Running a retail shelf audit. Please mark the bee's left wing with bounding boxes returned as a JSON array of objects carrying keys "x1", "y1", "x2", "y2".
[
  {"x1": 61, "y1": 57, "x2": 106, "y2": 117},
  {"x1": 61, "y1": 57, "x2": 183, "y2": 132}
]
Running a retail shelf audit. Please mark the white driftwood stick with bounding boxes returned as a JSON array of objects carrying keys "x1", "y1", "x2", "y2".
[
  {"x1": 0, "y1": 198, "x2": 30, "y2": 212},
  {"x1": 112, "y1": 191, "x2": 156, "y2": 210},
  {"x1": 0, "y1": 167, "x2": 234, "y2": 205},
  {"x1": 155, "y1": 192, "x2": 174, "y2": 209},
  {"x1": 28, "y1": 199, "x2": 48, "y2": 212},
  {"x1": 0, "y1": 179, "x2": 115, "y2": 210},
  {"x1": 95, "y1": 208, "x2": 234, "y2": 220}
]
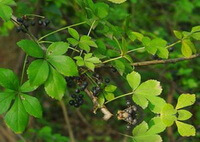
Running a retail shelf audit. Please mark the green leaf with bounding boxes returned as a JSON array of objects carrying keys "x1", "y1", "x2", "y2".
[
  {"x1": 104, "y1": 92, "x2": 115, "y2": 101},
  {"x1": 47, "y1": 42, "x2": 69, "y2": 56},
  {"x1": 27, "y1": 59, "x2": 49, "y2": 86},
  {"x1": 132, "y1": 94, "x2": 149, "y2": 109},
  {"x1": 47, "y1": 55, "x2": 78, "y2": 76},
  {"x1": 85, "y1": 62, "x2": 95, "y2": 71},
  {"x1": 67, "y1": 38, "x2": 79, "y2": 46},
  {"x1": 157, "y1": 47, "x2": 169, "y2": 59},
  {"x1": 98, "y1": 93, "x2": 105, "y2": 106},
  {"x1": 148, "y1": 97, "x2": 166, "y2": 114},
  {"x1": 181, "y1": 40, "x2": 192, "y2": 57},
  {"x1": 68, "y1": 28, "x2": 80, "y2": 40},
  {"x1": 132, "y1": 121, "x2": 149, "y2": 136},
  {"x1": 44, "y1": 67, "x2": 66, "y2": 100},
  {"x1": 0, "y1": 2, "x2": 13, "y2": 21},
  {"x1": 133, "y1": 121, "x2": 162, "y2": 142},
  {"x1": 161, "y1": 104, "x2": 177, "y2": 127},
  {"x1": 5, "y1": 96, "x2": 29, "y2": 133},
  {"x1": 135, "y1": 80, "x2": 162, "y2": 97},
  {"x1": 191, "y1": 26, "x2": 200, "y2": 33},
  {"x1": 0, "y1": 68, "x2": 19, "y2": 90},
  {"x1": 105, "y1": 85, "x2": 117, "y2": 93},
  {"x1": 126, "y1": 71, "x2": 141, "y2": 90},
  {"x1": 174, "y1": 30, "x2": 183, "y2": 39},
  {"x1": 108, "y1": 0, "x2": 126, "y2": 4},
  {"x1": 147, "y1": 117, "x2": 166, "y2": 134},
  {"x1": 0, "y1": 0, "x2": 16, "y2": 6},
  {"x1": 95, "y1": 2, "x2": 109, "y2": 19},
  {"x1": 176, "y1": 121, "x2": 196, "y2": 137},
  {"x1": 20, "y1": 80, "x2": 38, "y2": 93},
  {"x1": 0, "y1": 92, "x2": 15, "y2": 114},
  {"x1": 178, "y1": 110, "x2": 192, "y2": 120},
  {"x1": 17, "y1": 40, "x2": 44, "y2": 58},
  {"x1": 192, "y1": 32, "x2": 200, "y2": 40},
  {"x1": 176, "y1": 94, "x2": 196, "y2": 109},
  {"x1": 21, "y1": 94, "x2": 42, "y2": 118}
]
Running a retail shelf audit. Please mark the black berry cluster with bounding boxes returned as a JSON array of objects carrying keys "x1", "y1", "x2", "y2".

────────────────────

**Aim of the exercise**
Select every line above that contains the string "Running" and copy each one in full.

**Complete answer**
Running a retail shelf audit. Please mark the bee's left wing with bounding boxes returned as a JSON array of objects carrying keys "x1", "y1", "x2", "y2".
Running a retail shelf audit. Please mark the white driftwood stick with bounding boxes returned as a JSON array of objects carrying keys "x1", "y1", "x2", "y2".
Running a retail shelf audit. Please mark the green leaf with bounding boxes returned as a JSON array of objects carrying keys "x1", "y1", "x2", "y2".
Running a retail shelf audit. Please mark the black berry cluster with bounding boxes returned as a JSON array of objects carrying keys "x1", "y1", "x2", "y2".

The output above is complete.